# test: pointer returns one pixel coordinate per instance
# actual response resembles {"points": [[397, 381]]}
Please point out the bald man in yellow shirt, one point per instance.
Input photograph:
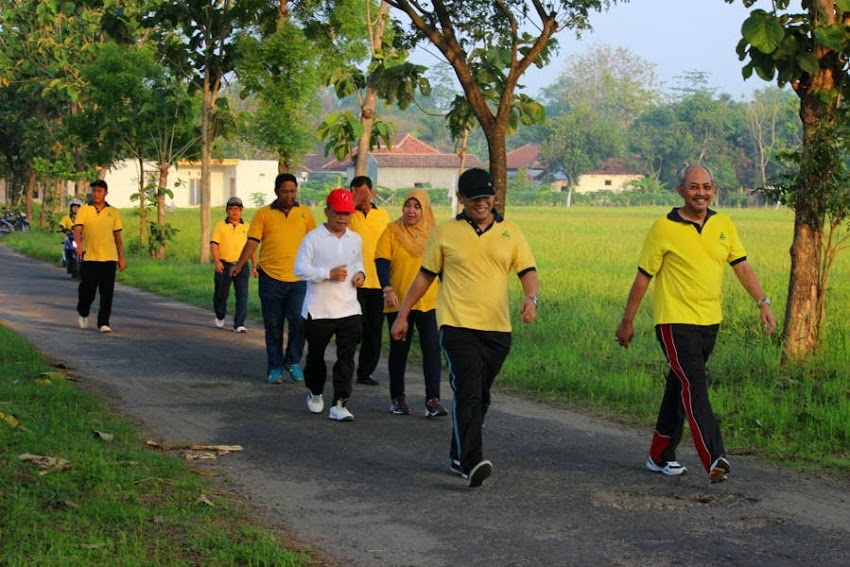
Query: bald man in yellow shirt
{"points": [[97, 235]]}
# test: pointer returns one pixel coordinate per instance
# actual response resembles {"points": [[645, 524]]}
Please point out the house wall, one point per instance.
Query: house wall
{"points": [[408, 178], [590, 182]]}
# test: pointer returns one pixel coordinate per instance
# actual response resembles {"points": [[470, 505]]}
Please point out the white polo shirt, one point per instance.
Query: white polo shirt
{"points": [[321, 251]]}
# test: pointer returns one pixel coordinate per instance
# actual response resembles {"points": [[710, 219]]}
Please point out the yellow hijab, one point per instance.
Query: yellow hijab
{"points": [[413, 238]]}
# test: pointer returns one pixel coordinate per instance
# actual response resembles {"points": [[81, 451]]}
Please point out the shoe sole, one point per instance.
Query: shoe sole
{"points": [[479, 474], [655, 468]]}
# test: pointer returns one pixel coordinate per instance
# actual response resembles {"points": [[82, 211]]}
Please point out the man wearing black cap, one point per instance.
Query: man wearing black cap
{"points": [[474, 254], [228, 239]]}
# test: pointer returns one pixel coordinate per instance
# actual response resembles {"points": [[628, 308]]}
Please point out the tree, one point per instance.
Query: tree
{"points": [[489, 49], [199, 38], [282, 70], [774, 127], [809, 50]]}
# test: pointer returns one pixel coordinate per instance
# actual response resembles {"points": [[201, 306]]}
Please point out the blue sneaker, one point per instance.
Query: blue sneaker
{"points": [[295, 372], [275, 377]]}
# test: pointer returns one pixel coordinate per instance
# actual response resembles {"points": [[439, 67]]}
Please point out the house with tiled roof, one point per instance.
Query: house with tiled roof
{"points": [[408, 164], [610, 176]]}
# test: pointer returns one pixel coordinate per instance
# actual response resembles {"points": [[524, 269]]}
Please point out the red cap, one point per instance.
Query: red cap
{"points": [[341, 201]]}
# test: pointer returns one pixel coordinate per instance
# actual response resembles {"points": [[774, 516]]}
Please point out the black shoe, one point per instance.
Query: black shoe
{"points": [[479, 474]]}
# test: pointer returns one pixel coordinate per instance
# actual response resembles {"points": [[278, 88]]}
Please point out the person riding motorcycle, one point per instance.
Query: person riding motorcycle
{"points": [[69, 247]]}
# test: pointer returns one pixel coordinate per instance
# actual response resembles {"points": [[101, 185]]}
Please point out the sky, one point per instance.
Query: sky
{"points": [[677, 36]]}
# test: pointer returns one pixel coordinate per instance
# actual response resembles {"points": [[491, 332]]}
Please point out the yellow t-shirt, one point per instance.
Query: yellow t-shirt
{"points": [[474, 286], [99, 230], [231, 239], [687, 267], [66, 223], [280, 236], [370, 227], [403, 270]]}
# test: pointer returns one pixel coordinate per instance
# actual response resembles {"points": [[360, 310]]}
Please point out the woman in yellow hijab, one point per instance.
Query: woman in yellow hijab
{"points": [[397, 258]]}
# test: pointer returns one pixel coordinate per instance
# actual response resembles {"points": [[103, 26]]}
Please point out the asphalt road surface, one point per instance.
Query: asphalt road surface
{"points": [[567, 489]]}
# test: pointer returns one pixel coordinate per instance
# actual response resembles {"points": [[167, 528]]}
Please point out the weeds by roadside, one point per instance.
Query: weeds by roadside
{"points": [[78, 486]]}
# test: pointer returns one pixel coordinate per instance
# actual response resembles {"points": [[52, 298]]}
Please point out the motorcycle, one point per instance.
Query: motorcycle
{"points": [[69, 256]]}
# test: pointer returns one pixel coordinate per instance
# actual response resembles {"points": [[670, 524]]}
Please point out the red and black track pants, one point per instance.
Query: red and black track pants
{"points": [[687, 348]]}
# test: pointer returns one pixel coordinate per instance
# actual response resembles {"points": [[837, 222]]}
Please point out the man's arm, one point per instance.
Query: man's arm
{"points": [[625, 330], [119, 246], [214, 250], [247, 252], [528, 311], [747, 277]]}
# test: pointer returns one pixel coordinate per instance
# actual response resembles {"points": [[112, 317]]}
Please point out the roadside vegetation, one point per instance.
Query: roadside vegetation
{"points": [[798, 415], [79, 487]]}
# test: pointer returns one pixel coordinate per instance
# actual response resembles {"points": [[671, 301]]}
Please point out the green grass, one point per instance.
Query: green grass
{"points": [[117, 502], [587, 258]]}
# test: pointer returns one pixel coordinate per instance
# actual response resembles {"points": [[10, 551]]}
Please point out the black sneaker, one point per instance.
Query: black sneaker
{"points": [[433, 408], [479, 474], [399, 406], [719, 470], [456, 468]]}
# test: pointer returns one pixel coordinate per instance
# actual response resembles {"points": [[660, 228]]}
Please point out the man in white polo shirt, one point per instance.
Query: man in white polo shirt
{"points": [[330, 260]]}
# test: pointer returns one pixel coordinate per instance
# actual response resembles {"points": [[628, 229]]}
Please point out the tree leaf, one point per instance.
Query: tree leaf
{"points": [[763, 31]]}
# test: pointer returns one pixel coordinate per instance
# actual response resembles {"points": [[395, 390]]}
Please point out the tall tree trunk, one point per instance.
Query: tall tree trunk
{"points": [[206, 157], [162, 185], [802, 321], [370, 101]]}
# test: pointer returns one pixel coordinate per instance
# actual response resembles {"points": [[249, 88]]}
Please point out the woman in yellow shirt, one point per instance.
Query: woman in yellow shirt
{"points": [[398, 256]]}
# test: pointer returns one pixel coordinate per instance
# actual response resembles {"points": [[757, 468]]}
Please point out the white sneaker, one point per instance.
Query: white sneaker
{"points": [[340, 413], [669, 468], [315, 403]]}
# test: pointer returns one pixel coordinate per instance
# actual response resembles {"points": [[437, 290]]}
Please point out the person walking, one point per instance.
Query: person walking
{"points": [[280, 227], [398, 257], [66, 223], [330, 259], [685, 253], [369, 221], [97, 235], [228, 240], [474, 254]]}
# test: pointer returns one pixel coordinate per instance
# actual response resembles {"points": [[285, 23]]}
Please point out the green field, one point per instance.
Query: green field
{"points": [[587, 259]]}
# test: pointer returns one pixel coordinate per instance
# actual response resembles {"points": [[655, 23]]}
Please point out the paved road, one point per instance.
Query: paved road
{"points": [[568, 489]]}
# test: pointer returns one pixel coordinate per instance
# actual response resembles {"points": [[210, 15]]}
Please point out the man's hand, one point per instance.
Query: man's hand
{"points": [[767, 318], [528, 311], [338, 273], [624, 334], [399, 329]]}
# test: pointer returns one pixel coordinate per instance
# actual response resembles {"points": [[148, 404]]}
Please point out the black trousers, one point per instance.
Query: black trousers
{"points": [[318, 333], [687, 348], [372, 305], [474, 359], [96, 277]]}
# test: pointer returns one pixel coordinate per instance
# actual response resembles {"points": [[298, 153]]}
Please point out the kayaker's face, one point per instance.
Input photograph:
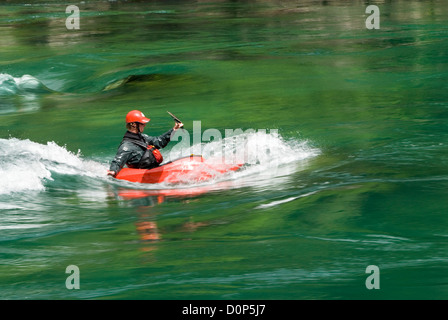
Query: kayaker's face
{"points": [[141, 127]]}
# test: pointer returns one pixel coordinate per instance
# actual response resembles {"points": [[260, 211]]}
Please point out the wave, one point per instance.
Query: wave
{"points": [[28, 166], [24, 85]]}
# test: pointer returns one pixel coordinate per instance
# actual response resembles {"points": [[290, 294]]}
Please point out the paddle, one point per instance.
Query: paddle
{"points": [[176, 119]]}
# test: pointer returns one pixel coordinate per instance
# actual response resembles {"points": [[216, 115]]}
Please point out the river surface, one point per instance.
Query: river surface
{"points": [[343, 132]]}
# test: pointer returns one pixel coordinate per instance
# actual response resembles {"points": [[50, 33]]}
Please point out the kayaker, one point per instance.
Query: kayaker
{"points": [[138, 150]]}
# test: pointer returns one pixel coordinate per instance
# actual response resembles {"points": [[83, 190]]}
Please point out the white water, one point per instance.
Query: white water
{"points": [[27, 166]]}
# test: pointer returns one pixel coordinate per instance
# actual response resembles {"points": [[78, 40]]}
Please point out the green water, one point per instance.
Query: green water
{"points": [[360, 175]]}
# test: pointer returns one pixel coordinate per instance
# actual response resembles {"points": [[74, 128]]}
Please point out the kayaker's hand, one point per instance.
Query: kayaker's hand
{"points": [[111, 173], [178, 125]]}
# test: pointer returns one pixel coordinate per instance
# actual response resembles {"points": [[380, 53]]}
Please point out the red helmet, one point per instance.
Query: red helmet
{"points": [[136, 116]]}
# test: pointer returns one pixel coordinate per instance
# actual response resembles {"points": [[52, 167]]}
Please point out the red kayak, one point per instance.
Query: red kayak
{"points": [[189, 169]]}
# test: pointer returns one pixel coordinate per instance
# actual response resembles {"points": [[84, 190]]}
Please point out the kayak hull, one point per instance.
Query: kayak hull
{"points": [[189, 169]]}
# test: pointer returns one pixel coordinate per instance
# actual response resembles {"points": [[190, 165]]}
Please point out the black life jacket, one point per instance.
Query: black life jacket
{"points": [[150, 159]]}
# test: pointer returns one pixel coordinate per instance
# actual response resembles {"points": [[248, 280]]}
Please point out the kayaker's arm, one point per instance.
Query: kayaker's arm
{"points": [[120, 159], [160, 141]]}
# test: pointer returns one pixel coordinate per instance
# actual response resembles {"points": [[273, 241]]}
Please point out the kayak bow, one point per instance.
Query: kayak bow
{"points": [[192, 168]]}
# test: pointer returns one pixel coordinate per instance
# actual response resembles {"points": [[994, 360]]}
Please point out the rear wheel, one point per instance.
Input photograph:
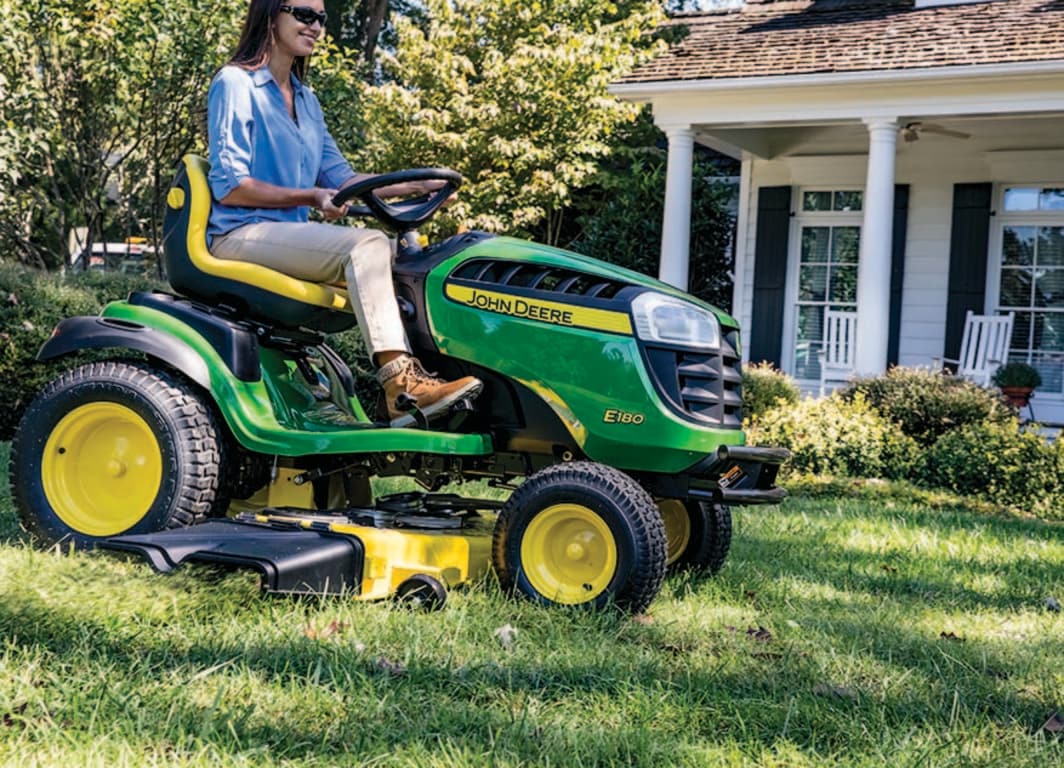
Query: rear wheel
{"points": [[698, 534], [111, 448], [581, 534]]}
---
What you should do:
Retype, exactly and in full, the lines above from the one containing "Please point out the man wearing" through the one containing "Please point out the tree, one".

Problem solution:
Please point out the man wearing black cap, one point per instance.
Query: man wearing black cap
{"points": [[474, 254], [228, 239]]}
# test: pointer returns one pixel coordinate per instance
# actual response resembles {"points": [[628, 308]]}
Please point out the tree, one point per instance.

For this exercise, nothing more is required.